WORK INSTRUCTIONS -
Reproduce exactly the lines below, starting with the line that contains "Target: bare tree" and ending with the last line of the records, both included, and nothing else.

------ RECORDS FOR THE TASK

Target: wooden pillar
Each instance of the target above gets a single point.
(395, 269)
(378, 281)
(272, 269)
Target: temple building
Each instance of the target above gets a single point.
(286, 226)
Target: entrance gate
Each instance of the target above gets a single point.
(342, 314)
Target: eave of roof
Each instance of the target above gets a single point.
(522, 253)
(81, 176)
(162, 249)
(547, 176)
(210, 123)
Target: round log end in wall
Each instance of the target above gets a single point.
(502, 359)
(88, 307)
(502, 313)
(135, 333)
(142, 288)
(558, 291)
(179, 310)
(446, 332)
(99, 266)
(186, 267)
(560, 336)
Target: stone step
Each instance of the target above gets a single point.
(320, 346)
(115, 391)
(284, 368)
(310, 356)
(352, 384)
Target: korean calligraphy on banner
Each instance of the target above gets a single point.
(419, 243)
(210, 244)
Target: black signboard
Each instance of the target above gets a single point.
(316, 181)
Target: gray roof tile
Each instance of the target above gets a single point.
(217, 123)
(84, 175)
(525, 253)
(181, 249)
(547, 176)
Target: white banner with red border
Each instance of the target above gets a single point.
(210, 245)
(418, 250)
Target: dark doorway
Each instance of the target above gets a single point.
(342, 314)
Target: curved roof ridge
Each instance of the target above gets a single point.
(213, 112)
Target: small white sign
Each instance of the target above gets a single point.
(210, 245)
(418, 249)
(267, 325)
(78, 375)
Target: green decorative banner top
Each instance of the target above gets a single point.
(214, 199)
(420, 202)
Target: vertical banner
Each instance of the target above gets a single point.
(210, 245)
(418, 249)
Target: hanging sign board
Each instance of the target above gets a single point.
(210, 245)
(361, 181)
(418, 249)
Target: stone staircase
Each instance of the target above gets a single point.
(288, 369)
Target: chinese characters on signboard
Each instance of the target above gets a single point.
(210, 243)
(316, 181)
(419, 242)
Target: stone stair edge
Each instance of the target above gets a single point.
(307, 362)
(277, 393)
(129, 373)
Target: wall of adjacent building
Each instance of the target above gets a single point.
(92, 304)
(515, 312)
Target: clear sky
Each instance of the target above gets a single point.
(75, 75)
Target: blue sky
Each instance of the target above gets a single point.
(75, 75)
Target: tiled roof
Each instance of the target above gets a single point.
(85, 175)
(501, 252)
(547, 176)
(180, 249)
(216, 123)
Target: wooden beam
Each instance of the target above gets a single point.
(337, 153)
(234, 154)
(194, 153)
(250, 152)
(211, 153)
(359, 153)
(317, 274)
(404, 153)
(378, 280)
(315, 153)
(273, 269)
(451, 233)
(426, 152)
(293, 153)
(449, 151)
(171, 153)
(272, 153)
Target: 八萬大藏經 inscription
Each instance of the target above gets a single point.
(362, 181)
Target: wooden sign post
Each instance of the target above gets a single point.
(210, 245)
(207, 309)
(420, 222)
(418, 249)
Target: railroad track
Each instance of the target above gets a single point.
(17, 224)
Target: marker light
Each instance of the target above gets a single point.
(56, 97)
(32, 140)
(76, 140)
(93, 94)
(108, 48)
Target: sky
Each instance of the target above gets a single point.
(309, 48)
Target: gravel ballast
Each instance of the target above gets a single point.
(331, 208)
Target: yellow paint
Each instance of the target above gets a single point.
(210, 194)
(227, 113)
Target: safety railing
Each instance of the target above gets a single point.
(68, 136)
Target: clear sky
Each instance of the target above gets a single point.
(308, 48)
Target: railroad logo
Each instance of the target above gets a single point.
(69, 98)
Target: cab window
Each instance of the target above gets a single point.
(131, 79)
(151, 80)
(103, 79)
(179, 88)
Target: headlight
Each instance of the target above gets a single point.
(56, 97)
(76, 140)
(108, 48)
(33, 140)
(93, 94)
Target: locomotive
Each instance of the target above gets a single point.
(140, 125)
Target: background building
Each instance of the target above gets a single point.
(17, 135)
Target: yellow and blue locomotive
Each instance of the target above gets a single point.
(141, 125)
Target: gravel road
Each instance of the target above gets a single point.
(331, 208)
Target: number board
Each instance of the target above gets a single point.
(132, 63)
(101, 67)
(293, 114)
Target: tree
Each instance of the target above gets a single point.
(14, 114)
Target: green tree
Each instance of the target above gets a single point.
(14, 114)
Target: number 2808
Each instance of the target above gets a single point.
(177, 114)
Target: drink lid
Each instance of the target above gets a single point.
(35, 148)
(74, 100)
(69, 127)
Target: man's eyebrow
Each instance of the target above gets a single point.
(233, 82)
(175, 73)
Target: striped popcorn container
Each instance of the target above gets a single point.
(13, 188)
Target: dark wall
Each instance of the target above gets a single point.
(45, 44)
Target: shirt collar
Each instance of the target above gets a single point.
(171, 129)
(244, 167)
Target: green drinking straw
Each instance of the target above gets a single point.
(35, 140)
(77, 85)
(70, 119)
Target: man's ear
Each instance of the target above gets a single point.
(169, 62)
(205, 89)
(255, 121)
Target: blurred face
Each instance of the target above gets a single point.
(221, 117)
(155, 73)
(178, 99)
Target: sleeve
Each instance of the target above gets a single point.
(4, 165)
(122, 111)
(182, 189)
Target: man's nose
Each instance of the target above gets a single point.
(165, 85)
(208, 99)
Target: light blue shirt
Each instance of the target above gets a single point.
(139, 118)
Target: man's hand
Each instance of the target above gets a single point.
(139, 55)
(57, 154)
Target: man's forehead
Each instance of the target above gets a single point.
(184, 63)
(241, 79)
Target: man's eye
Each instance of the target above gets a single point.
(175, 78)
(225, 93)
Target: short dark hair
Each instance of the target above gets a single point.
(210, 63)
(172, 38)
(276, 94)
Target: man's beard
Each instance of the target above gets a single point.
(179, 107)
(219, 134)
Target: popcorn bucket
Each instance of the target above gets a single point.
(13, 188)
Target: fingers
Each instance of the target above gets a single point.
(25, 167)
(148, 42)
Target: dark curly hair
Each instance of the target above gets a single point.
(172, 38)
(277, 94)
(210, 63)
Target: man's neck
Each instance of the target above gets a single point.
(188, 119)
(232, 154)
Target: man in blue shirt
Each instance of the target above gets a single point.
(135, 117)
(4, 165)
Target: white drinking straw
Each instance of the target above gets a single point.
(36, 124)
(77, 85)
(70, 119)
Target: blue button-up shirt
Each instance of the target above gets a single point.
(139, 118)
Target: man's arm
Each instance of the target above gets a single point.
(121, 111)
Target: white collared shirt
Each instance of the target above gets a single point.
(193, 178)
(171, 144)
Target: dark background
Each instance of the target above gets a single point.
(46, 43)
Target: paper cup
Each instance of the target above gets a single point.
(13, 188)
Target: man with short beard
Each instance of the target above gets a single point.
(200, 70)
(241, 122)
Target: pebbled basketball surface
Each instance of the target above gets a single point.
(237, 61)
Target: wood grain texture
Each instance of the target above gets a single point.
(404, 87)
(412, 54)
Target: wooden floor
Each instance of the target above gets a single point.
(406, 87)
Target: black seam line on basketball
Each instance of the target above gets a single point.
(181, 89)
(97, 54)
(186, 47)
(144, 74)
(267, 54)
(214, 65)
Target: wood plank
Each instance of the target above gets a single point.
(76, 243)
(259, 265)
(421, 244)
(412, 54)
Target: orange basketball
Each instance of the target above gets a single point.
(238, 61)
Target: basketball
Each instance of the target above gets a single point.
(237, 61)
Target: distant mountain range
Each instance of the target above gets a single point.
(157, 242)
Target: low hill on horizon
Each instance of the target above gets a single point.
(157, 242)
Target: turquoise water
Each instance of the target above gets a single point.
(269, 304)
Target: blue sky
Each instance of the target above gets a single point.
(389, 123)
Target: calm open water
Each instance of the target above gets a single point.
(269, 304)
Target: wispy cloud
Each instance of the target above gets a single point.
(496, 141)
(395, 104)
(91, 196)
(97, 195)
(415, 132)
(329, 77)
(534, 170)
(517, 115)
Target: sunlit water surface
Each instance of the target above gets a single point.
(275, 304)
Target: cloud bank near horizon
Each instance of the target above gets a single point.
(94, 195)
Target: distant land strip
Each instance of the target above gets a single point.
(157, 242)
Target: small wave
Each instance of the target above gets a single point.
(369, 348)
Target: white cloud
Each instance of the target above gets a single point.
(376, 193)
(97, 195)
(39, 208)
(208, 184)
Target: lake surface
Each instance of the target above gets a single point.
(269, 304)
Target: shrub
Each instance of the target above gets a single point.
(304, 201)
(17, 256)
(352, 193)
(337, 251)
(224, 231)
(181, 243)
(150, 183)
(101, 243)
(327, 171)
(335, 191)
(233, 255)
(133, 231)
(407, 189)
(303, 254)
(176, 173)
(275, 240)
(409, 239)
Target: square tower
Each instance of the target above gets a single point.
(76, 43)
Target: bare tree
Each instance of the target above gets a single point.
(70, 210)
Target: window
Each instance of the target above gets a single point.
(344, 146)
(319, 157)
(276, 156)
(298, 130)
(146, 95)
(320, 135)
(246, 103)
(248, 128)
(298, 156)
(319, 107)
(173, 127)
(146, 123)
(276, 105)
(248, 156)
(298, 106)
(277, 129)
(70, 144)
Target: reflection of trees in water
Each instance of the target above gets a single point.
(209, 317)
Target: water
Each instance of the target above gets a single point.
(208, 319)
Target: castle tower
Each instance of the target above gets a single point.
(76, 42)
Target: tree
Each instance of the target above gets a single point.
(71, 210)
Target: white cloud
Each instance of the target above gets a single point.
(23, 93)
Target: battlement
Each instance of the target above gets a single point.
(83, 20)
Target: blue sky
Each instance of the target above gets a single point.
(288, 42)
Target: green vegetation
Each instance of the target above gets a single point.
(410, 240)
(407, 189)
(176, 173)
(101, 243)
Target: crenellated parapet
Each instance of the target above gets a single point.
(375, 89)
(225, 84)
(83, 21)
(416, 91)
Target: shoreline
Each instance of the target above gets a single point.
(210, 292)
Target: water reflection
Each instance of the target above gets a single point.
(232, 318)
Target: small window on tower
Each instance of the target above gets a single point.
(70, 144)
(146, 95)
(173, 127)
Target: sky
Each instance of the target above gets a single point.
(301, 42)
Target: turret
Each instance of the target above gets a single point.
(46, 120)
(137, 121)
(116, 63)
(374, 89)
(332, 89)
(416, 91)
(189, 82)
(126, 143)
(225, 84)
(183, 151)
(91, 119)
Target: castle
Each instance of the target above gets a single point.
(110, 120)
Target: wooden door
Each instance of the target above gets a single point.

------------

CORRECT ANSWER -
Target: bare tree
Each instance of the target above gets a single point.
(70, 210)
Target: window
Each instance of the target above gets a single point.
(344, 146)
(319, 157)
(276, 156)
(298, 130)
(146, 95)
(320, 135)
(246, 103)
(248, 128)
(298, 156)
(319, 107)
(173, 127)
(146, 123)
(276, 105)
(248, 156)
(298, 106)
(277, 129)
(70, 144)
Target: reflection of trees in water
Each instance of the target above gets a single point.
(209, 317)
Target: water
Each instance of the target above gets a single point.
(208, 319)
Target: castle tower
Each instance of the target above gets a single point.
(76, 42)
Target: tree
Each instance of the target above gets a single point.
(71, 210)
Target: white cloud
Each instance of the target above gets a single point.
(23, 93)
Target: battlement
Each instance of the target above gets a single point.
(83, 20)
Target: blue sky
Each instance of the target above gets a single point.
(288, 42)
Target: green vegetation
Each instance of the target above gets a single point.
(410, 240)
(407, 189)
(176, 173)
(101, 243)
Target: crenellated parapet
Each instance of the target above gets a single point.
(375, 89)
(225, 84)
(83, 21)
(416, 91)
Target: shoreline
Each instance of the target above gets a single point.
(210, 292)
Target: water reflection
Each instance of the target above gets a single point.
(232, 318)
Target: small window on tower
Each instance of the target above gets a single point.
(70, 144)
(146, 95)
(173, 127)
Target: sky
Each instance of the target above gets a single point.
(301, 42)
Target: turret
Each instance of the target above gets a single point.
(46, 120)
(137, 121)
(116, 63)
(374, 89)
(332, 89)
(416, 91)
(189, 82)
(126, 143)
(225, 84)
(183, 151)
(91, 119)
Target: castle
Each instance of the target above gets a single point.
(110, 120)
Target: wooden door
Each instance of the target above gets a single point.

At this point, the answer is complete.